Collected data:

= Beginning of Section =

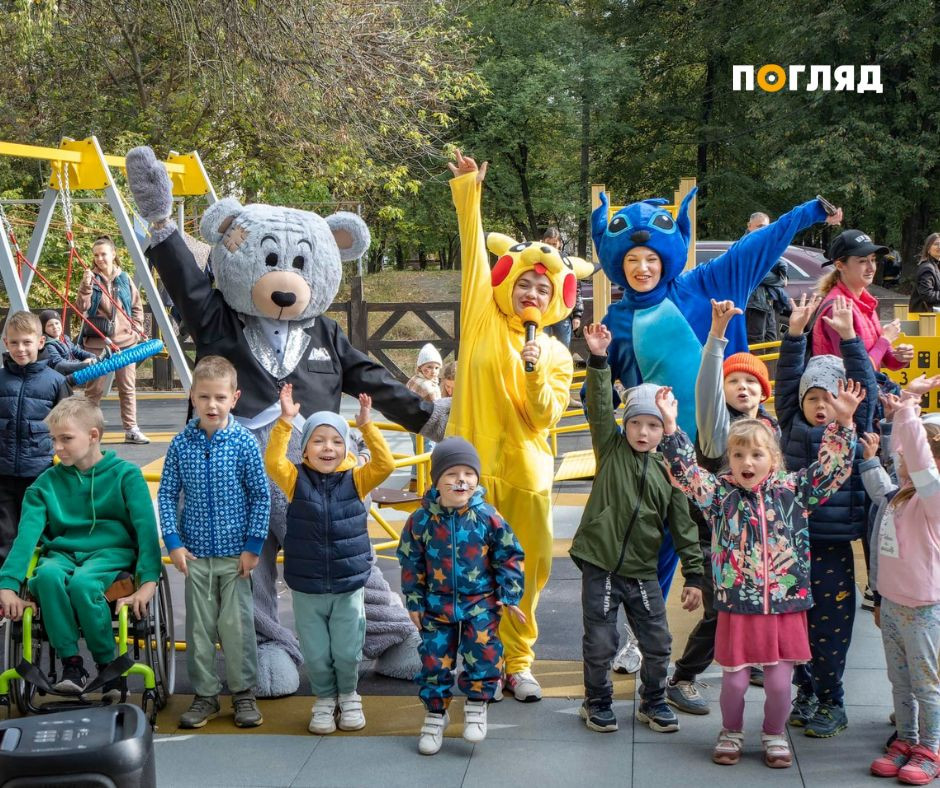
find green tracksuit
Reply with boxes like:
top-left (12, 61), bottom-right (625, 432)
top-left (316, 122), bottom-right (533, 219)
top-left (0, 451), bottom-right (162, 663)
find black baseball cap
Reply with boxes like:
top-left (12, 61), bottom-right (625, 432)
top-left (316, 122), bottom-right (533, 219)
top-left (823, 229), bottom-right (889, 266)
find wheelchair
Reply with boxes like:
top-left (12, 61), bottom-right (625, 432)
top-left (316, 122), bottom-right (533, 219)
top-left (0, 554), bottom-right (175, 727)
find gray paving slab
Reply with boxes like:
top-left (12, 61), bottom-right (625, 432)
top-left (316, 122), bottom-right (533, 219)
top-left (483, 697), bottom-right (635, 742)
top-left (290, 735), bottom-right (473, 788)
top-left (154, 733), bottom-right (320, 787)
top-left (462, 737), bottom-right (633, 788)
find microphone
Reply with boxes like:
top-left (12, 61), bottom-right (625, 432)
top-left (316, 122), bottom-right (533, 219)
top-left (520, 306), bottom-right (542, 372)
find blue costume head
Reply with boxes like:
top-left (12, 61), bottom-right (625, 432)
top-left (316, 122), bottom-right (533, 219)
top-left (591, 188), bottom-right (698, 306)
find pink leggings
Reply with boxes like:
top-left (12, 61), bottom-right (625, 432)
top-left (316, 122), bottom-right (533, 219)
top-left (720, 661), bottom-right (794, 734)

= End of Section =
= Beginning of Section =

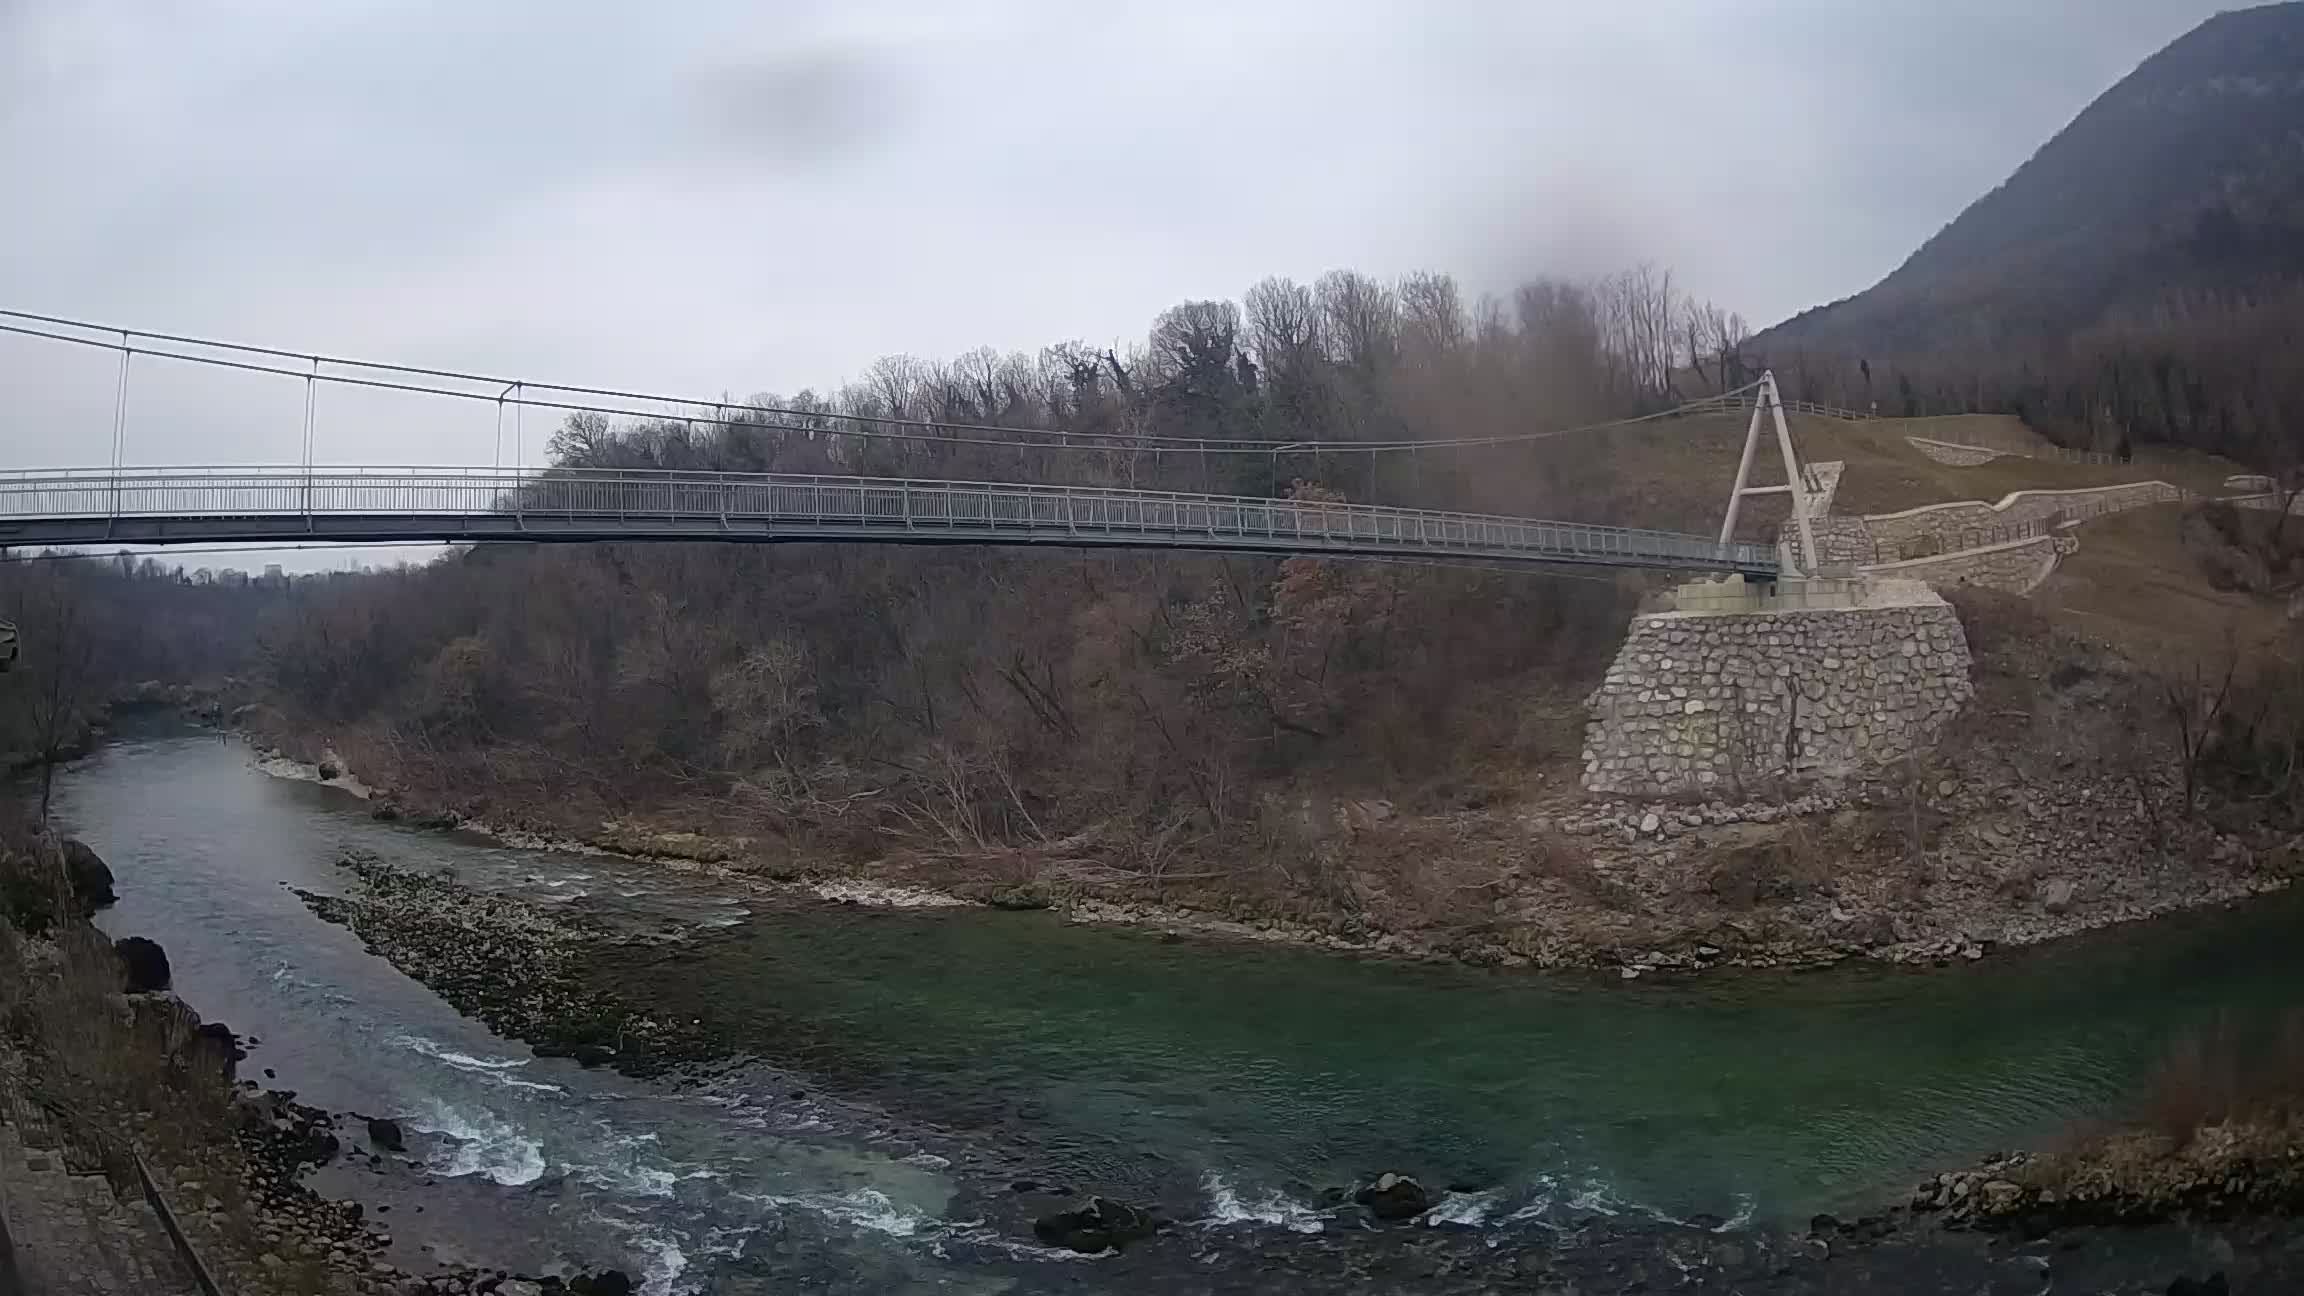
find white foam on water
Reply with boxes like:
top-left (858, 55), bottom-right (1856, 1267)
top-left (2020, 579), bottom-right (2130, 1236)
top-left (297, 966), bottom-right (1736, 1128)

= End of Section =
= Beginning of Section =

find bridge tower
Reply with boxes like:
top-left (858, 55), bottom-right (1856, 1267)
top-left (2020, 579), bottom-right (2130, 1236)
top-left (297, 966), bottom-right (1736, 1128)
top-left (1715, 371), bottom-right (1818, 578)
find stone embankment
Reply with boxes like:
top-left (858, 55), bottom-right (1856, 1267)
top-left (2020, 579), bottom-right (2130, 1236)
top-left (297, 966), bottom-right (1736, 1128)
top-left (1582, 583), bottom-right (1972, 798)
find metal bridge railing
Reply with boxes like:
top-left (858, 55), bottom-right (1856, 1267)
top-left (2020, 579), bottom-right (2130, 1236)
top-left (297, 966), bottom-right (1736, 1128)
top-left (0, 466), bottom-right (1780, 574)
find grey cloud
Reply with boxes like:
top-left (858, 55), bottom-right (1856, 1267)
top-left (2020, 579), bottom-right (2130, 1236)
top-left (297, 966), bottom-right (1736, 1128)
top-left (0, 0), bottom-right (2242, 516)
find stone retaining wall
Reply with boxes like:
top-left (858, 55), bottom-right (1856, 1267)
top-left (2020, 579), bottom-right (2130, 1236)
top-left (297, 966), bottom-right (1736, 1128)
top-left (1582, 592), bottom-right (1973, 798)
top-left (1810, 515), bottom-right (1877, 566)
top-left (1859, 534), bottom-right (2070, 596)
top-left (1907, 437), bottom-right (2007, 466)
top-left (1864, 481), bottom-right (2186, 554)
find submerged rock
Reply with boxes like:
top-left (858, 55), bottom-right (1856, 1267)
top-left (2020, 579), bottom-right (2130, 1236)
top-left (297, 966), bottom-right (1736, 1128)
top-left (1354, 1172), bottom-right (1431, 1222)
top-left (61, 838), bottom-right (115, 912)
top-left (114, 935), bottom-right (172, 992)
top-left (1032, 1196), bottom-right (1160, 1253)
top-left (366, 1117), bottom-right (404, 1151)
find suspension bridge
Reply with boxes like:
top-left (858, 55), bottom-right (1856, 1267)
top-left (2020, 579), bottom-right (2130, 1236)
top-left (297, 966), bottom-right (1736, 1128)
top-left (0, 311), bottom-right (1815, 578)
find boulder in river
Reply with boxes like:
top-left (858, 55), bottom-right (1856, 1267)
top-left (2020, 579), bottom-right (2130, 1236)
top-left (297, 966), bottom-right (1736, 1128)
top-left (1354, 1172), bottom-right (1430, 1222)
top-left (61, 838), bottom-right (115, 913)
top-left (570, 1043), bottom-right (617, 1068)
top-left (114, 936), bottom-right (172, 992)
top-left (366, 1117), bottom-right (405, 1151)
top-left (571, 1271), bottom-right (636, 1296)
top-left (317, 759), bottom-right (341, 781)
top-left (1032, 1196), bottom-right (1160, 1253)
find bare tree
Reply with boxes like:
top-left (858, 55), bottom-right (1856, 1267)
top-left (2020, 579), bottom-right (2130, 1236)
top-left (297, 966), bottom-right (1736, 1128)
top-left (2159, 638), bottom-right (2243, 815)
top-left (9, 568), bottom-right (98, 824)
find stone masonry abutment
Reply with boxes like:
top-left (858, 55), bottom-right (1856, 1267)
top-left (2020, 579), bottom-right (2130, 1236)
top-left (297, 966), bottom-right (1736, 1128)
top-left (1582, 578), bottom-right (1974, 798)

= End of Section =

_What you need to do:_ Across all the records above, find each line with "stone" in it and copy it.

_Result for this task:_
find stone embankment
find stone retaining wall
find stone masonry abutment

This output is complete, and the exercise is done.